**Required task:** Give everything from the line containing "Can you find the colorful" down to the line containing "[[79, 432], [137, 485]]", both included, as a JSON list of strings with one string per line and no blank lines. Leave out all other items.
---+---
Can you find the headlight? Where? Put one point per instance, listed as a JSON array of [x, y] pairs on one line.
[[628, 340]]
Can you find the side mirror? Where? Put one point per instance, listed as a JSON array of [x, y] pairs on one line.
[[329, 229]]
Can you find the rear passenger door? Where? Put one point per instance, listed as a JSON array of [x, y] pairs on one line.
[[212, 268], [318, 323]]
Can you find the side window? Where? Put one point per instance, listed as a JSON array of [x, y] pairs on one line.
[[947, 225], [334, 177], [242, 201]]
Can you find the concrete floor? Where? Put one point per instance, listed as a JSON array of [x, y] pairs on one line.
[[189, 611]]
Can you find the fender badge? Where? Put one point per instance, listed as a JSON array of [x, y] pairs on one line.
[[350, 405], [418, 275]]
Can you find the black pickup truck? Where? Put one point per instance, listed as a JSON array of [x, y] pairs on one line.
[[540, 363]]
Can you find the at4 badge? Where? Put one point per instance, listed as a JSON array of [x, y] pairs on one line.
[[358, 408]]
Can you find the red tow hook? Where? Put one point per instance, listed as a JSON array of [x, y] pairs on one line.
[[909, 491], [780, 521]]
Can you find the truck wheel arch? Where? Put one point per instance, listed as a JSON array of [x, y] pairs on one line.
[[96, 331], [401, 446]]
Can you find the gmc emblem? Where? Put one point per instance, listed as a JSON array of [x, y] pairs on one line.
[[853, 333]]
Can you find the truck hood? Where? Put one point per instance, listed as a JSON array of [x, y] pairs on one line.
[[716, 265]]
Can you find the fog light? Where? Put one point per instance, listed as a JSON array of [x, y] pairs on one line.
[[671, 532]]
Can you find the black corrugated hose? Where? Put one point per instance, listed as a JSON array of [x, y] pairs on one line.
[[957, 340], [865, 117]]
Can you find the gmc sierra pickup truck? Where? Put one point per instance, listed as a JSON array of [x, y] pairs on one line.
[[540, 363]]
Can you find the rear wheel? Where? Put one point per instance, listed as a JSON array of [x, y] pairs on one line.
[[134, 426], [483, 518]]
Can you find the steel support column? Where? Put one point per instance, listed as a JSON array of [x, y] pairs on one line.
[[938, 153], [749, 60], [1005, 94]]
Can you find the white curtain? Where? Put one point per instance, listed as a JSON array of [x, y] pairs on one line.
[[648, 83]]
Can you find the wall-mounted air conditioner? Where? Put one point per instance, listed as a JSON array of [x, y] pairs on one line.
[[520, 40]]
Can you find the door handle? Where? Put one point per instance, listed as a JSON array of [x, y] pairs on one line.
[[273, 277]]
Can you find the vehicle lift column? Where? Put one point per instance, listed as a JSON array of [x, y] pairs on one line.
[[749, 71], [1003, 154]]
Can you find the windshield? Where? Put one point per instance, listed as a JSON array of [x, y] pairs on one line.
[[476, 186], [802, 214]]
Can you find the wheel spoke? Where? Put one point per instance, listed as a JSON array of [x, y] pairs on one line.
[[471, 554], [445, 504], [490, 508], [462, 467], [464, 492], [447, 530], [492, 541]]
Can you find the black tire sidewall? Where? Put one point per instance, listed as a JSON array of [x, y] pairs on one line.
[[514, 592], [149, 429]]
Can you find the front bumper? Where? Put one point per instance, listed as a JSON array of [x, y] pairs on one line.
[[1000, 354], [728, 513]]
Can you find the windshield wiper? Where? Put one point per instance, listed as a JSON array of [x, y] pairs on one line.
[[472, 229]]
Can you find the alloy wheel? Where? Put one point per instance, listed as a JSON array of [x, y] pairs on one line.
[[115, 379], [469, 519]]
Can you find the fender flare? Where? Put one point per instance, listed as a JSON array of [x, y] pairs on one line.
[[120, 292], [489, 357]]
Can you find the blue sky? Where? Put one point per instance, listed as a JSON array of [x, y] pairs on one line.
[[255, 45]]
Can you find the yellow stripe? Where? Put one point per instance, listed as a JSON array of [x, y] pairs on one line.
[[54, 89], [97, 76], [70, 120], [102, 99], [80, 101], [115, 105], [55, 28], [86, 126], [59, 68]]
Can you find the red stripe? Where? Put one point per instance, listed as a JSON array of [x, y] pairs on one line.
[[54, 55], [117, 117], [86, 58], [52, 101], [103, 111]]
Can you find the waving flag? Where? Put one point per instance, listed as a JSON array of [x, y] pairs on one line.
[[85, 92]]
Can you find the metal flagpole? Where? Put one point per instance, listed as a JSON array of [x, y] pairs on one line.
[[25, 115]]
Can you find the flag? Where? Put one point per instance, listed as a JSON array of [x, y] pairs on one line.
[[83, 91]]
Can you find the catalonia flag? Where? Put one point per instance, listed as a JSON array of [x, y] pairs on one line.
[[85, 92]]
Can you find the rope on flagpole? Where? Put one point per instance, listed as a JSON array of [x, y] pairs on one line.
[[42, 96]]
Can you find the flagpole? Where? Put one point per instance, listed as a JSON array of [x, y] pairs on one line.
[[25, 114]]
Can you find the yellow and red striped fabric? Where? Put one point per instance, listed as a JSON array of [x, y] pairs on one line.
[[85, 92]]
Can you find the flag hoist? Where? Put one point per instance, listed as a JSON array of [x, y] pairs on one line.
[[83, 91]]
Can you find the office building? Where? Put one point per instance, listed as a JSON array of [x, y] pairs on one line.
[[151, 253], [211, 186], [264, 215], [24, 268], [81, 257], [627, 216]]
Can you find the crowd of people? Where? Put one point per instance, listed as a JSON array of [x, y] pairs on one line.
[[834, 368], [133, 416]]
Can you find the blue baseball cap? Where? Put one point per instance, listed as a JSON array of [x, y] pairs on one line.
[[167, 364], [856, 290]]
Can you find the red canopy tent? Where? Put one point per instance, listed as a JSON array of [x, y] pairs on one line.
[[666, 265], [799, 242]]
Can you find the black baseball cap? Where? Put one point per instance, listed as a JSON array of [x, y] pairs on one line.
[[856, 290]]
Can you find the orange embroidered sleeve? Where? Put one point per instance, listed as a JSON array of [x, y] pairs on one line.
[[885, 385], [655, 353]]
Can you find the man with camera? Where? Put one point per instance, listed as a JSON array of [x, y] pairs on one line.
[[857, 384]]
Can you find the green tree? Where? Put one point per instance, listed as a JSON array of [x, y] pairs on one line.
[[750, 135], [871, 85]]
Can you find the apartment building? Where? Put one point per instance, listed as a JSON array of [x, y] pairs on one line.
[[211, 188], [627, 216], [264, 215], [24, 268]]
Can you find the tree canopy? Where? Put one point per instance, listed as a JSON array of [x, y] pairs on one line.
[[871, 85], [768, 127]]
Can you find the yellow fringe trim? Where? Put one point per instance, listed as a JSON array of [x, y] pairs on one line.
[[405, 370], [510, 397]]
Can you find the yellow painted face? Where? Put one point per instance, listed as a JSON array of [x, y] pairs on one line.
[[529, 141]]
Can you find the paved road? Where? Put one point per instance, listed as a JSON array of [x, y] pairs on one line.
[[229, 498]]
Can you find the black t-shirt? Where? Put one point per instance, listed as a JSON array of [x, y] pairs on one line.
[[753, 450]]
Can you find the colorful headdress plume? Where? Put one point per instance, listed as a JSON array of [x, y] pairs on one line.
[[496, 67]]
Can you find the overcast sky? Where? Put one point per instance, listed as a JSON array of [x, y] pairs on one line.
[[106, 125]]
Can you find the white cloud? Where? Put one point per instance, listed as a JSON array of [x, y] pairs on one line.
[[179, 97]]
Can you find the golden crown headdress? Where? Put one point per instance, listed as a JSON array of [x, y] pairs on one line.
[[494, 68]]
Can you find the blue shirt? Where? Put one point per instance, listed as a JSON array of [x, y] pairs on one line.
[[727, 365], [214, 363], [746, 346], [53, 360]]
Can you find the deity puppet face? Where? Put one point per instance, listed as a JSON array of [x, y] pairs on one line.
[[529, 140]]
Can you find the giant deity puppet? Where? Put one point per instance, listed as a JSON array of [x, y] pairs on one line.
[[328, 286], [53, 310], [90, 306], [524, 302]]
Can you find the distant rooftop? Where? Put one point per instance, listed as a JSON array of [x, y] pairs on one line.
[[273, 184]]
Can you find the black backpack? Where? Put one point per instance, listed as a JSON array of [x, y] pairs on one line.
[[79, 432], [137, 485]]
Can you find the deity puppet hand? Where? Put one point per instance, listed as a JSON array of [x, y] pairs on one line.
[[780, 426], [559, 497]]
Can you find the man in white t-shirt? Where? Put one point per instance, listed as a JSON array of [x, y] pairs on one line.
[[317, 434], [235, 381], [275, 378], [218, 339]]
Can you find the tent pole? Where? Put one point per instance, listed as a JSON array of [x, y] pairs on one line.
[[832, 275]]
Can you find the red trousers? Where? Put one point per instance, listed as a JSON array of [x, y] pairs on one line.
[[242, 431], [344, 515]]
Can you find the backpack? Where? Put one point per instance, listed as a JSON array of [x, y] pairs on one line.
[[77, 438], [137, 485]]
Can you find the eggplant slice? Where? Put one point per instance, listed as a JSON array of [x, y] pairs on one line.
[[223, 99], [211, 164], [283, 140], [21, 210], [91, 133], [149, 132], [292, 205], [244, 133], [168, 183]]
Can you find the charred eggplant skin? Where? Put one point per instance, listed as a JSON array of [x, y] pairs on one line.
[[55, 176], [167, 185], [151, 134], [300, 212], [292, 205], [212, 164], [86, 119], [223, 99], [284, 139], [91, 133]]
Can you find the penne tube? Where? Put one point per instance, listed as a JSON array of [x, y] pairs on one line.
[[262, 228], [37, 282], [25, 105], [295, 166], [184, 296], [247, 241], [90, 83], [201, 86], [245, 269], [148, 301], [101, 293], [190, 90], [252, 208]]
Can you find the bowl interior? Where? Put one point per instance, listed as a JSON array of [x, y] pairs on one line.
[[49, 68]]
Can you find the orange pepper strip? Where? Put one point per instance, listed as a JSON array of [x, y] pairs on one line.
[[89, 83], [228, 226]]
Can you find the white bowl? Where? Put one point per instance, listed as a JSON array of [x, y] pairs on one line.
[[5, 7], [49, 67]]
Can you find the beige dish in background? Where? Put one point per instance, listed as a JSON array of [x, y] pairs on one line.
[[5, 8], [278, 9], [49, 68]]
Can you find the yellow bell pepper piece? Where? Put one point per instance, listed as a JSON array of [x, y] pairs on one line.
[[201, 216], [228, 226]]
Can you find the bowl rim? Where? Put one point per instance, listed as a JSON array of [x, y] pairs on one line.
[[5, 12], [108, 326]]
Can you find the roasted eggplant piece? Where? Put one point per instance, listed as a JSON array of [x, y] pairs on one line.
---+---
**Reply:**
[
  "Can you find the colorful headdress plume? Where? Put one point per instance, listed as a JSON array of [x, y] pairs on one line.",
  "[[496, 67]]",
  "Can you find the overcast sky? Where? Put one point per instance, listed as a JSON array of [x, y] pairs on one line.",
  "[[106, 125]]",
  "Can you find the white cloud? Where? Put one point per instance, listed as a JSON array of [x, y] pairs on one line.",
  "[[179, 97]]",
  "Can you find the golden crown headdress? Where? Put one point per instance, listed as a JSON array of [x, y] pairs on one line.",
  "[[494, 68]]",
  "Can you find the blue shirt? Where? Put one point per instance, listed as a JSON array of [x, y] pairs on one line.",
  "[[727, 365], [214, 363], [746, 346], [53, 360]]",
  "Can you find the deity puppet face? Where? Put one point per instance, listed as a JSON array of [x, y] pairs on one line.",
  "[[529, 140]]",
  "Can you find the giant deity puppet? Where? Put one point per instance, listed as a JSON array of [x, y] pairs on one line.",
  "[[328, 286], [53, 310], [90, 306], [524, 302]]",
  "Can you find the distant rooftop? Where? Put one point per instance, listed as a JSON array of [x, y] pairs on one line.",
  "[[273, 184]]",
  "Can you find the black backpack? Where? Put one point per instance, listed as a JSON array of [x, y] pairs on one line.",
  "[[79, 432], [137, 485]]"
]